_Required work:_ Copy every record below exactly as written, but leave out the pictures.

_Supplied information:_
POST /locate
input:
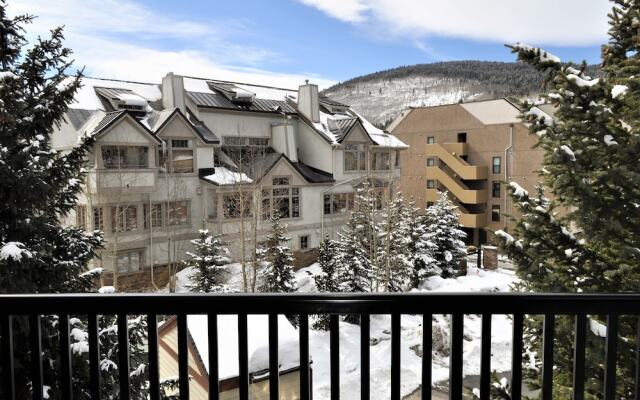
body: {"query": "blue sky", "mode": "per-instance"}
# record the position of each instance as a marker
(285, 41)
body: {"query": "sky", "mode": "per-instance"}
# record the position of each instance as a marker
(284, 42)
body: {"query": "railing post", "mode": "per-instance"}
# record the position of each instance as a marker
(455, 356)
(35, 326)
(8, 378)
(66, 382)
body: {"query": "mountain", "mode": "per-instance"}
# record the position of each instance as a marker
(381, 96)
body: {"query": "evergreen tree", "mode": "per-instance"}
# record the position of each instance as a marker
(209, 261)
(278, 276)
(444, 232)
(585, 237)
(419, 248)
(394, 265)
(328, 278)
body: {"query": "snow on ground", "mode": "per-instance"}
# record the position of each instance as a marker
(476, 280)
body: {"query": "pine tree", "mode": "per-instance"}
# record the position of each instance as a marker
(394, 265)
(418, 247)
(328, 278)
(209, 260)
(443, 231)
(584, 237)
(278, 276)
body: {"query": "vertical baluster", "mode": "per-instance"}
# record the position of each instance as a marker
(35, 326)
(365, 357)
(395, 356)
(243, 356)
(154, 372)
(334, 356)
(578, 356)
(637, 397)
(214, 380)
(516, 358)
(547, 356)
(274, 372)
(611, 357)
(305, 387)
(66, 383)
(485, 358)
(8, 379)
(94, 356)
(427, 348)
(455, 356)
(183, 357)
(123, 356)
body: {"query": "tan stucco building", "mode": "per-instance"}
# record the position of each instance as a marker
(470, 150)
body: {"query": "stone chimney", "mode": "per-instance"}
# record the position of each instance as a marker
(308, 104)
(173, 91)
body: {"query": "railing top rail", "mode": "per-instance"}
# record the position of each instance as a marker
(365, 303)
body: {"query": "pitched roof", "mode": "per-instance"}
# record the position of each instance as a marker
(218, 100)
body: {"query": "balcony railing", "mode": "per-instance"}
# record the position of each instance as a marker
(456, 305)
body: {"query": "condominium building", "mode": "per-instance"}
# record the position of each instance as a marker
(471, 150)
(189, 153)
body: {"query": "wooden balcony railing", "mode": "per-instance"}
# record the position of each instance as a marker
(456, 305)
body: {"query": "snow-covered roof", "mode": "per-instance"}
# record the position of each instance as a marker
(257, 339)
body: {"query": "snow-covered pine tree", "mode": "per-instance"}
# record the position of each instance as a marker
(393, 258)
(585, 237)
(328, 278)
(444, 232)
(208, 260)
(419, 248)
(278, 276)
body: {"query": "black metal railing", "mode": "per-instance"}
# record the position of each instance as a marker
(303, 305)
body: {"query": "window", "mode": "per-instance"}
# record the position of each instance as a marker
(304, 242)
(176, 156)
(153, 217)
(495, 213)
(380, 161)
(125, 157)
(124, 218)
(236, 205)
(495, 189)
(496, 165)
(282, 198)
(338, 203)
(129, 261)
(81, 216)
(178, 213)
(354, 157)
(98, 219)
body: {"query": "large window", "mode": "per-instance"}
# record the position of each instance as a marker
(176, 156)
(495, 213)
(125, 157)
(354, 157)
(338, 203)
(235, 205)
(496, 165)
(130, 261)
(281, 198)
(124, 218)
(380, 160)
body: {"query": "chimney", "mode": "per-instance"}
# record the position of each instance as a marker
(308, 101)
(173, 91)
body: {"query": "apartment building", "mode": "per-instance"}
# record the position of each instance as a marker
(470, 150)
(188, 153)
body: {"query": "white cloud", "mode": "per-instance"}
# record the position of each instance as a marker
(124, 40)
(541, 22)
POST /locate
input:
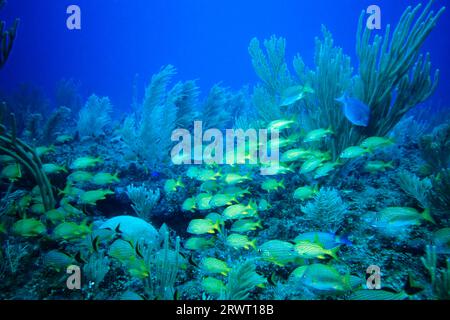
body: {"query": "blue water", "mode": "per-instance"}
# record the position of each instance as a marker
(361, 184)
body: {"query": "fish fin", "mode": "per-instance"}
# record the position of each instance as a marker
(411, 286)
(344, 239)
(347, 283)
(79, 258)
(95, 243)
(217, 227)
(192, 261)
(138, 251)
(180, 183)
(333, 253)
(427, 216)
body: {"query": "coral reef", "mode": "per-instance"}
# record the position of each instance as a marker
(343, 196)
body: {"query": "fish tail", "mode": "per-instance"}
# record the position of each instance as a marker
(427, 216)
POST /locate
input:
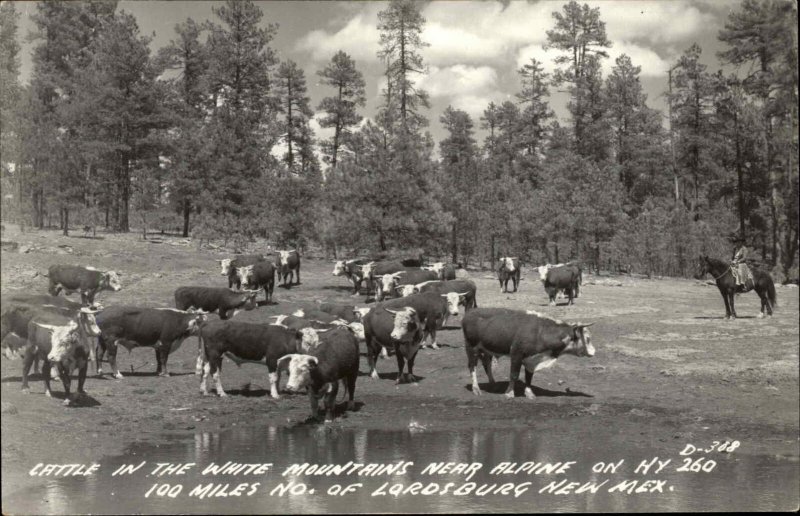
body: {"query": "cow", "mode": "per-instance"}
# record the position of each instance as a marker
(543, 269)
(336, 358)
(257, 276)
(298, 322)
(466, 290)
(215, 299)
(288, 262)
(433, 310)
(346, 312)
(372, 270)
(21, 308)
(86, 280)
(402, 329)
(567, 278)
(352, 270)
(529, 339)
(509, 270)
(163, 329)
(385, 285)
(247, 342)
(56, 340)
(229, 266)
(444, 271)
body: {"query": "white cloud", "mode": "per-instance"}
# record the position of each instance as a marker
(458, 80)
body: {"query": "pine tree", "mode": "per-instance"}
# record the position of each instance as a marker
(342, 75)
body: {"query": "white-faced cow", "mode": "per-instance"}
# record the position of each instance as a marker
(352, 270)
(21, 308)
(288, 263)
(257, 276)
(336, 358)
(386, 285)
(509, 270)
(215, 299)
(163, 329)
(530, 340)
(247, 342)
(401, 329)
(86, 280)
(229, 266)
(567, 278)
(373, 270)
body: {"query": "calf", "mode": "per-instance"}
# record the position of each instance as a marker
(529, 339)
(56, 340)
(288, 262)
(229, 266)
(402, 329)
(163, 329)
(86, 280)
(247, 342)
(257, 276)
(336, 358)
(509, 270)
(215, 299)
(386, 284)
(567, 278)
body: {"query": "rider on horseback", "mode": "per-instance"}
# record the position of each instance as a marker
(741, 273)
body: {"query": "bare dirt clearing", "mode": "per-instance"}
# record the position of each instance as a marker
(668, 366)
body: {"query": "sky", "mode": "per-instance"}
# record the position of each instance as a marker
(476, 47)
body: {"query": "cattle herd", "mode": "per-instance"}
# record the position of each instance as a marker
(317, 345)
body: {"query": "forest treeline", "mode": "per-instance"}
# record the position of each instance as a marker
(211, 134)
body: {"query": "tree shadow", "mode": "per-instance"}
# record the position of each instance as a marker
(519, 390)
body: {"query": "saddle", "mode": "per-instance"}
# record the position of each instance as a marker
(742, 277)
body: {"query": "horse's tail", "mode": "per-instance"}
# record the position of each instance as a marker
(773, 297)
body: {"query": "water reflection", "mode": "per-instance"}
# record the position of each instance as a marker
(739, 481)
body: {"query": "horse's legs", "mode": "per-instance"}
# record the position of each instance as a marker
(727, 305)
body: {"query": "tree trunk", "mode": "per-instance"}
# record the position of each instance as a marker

_The answer:_
POST /locate
input:
body: {"query": "blue sky", "mode": "per-instance"}
# record the position of each instance as a marker
(285, 41)
body: {"query": "sky", "mode": "per-instance"}
# record the position of each instance as a marker
(284, 42)
body: {"query": "railing post", "mode": "per-instance"}
# record the position of each instance as a marker
(455, 356)
(35, 326)
(8, 378)
(66, 382)
body: {"query": "mountain", "mode": "per-instance"}
# record the position of each instance as a marker
(381, 96)
body: {"query": "evergreen tree", "mode": "per-instance"}
# record the position of each instance as a marker
(209, 261)
(278, 276)
(444, 232)
(585, 237)
(419, 248)
(394, 265)
(328, 278)
body: {"query": "snow on ground", "mode": "per-instance"}
# record the position of each instance as a marker
(476, 280)
body: {"query": "pine tree", "mode": "per-instance"}
# record the position of each instance as a marker
(394, 265)
(418, 247)
(328, 278)
(209, 260)
(443, 231)
(584, 237)
(278, 276)
body: {"query": "vertical baluster", "mode": "per-instance"}
# record the position of each instance as a marker
(35, 326)
(365, 357)
(395, 356)
(243, 356)
(154, 372)
(334, 356)
(578, 356)
(637, 397)
(214, 380)
(516, 358)
(547, 356)
(274, 372)
(611, 357)
(305, 387)
(66, 383)
(485, 358)
(8, 379)
(94, 356)
(427, 348)
(455, 356)
(183, 357)
(123, 356)
body: {"query": "tan stucco building", "mode": "per-instance"}
# record the position of each instance as a marker
(470, 150)
body: {"query": "stone chimney", "mode": "per-instance"}
# record the position of each instance as a marker
(308, 104)
(173, 91)
body: {"query": "railing top rail", "mode": "per-instance"}
# record the position of each instance as a marker
(365, 303)
body: {"query": "pitched roof", "mode": "per-instance"}
# record the position of each instance as a marker
(218, 100)
body: {"query": "balcony railing", "mode": "per-instance"}
# record the position of each instance as a marker
(456, 305)
body: {"query": "condominium building", "mode": "per-instance"}
# record the position of each instance as a marker
(471, 150)
(189, 153)
body: {"query": "wooden balcony railing", "mode": "per-instance"}
# record the position of each instance as a marker
(456, 305)
body: {"query": "snow-covered roof", "mode": "per-instance"}
# record the position of each instance as a marker
(257, 339)
body: {"query": "snow-covered pine tree", "mode": "per-instance"}
# record the position of each instance as a marker
(393, 258)
(585, 237)
(328, 278)
(444, 232)
(208, 260)
(419, 248)
(278, 276)
body: {"query": "black metal railing", "mode": "per-instance"}
# record the position of each instance as a marker
(303, 305)
body: {"query": "window", "mode": "per-instance"}
# record the position of each instance as a marker
(304, 242)
(176, 156)
(153, 217)
(495, 213)
(380, 161)
(125, 157)
(124, 218)
(236, 205)
(495, 189)
(496, 165)
(282, 198)
(338, 203)
(129, 261)
(81, 216)
(178, 213)
(354, 157)
(98, 219)
body: {"query": "large window", "mode": "per-instance"}
# record the position of each instance as a marker
(176, 156)
(495, 213)
(125, 157)
(354, 157)
(338, 203)
(235, 205)
(496, 165)
(130, 261)
(281, 198)
(124, 218)
(380, 160)
body: {"query": "chimney", "mode": "per-instance"}
# record the position of each instance as a marker
(308, 101)
(173, 91)
body: {"query": "apartment building", "mode": "per-instance"}
# record the position of each instance as a marker
(470, 150)
(188, 153)
body: {"query": "white cloud", "mode": "per-instance"}
# record the position of each instance as a marker
(124, 40)
(541, 22)
POST /locate
input:
body: {"query": "blue water", "mode": "per-instance"}
# record the position of each instance as a marker
(361, 184)
body: {"query": "fish fin", "mode": "per-instance"}
# record the position of each instance as a marker
(411, 286)
(344, 239)
(347, 283)
(79, 258)
(95, 243)
(217, 227)
(192, 261)
(138, 251)
(180, 183)
(333, 253)
(427, 216)
body: {"query": "coral reef", "mode": "per-instance"}
# record the position of each instance as a marker
(343, 196)
body: {"query": "fish tail", "mode": "per-instance"}
# record the position of each instance as a marker
(427, 216)
POST /locate
input:
body: {"query": "cow", "mode": "per-instance"}
# record the position of each instance as a marker
(543, 269)
(336, 358)
(257, 276)
(298, 322)
(466, 290)
(215, 299)
(288, 262)
(433, 310)
(346, 312)
(372, 270)
(21, 308)
(86, 280)
(402, 329)
(567, 278)
(352, 270)
(529, 339)
(509, 270)
(163, 329)
(385, 285)
(247, 342)
(56, 340)
(229, 266)
(444, 271)
body: {"query": "white cloud", "mode": "per-instance"}
# record the position of each instance as a marker
(458, 80)
body: {"query": "pine tree", "mode": "per-instance"}
# record the position of each instance as a marker
(342, 75)
body: {"query": "white-faced cow", "mode": "per-instance"}
# record the position of each instance as a marker
(352, 270)
(21, 308)
(288, 263)
(257, 276)
(336, 358)
(386, 285)
(509, 270)
(215, 299)
(163, 329)
(530, 340)
(247, 342)
(401, 329)
(86, 280)
(229, 266)
(567, 278)
(373, 270)
body: {"query": "calf", "mode": "per-instance"}
# record the position of each instance as a marker
(529, 339)
(56, 340)
(288, 262)
(229, 266)
(402, 329)
(163, 329)
(86, 280)
(247, 342)
(257, 276)
(336, 358)
(509, 270)
(215, 299)
(386, 284)
(567, 278)
body: {"query": "rider on horseback", "mode": "per-instance"}
# record the position of each instance as a marker
(741, 273)
body: {"query": "bare dirt clearing", "mode": "per-instance"}
# record the position of each instance as a marker
(668, 366)
body: {"query": "sky", "mode": "per-instance"}
# record the position of each instance as a marker
(476, 47)
body: {"query": "cattle herd", "mode": "per-instance"}
# record the position of each instance as a marker
(317, 345)
body: {"query": "forest treeline", "mode": "per-instance"}
# record the position of each instance as a marker
(211, 134)
body: {"query": "tree shadow", "mode": "per-instance"}
# record the position of each instance as a marker
(519, 390)
body: {"query": "saddle", "mode": "per-instance"}
# record the position of each instance as a marker
(742, 277)
body: {"query": "horse's tail", "mode": "per-instance"}
# record the position of each instance as a marker
(773, 297)
body: {"query": "water reflection", "mode": "per-instance"}
# record the position of each instance as a marker
(739, 481)
body: {"query": "horse's legs", "mode": "per-instance"}
# record the position of each instance as a marker
(727, 305)
body: {"query": "tree trunk", "mode": "per-instance"}
# record the position of each instance as a marker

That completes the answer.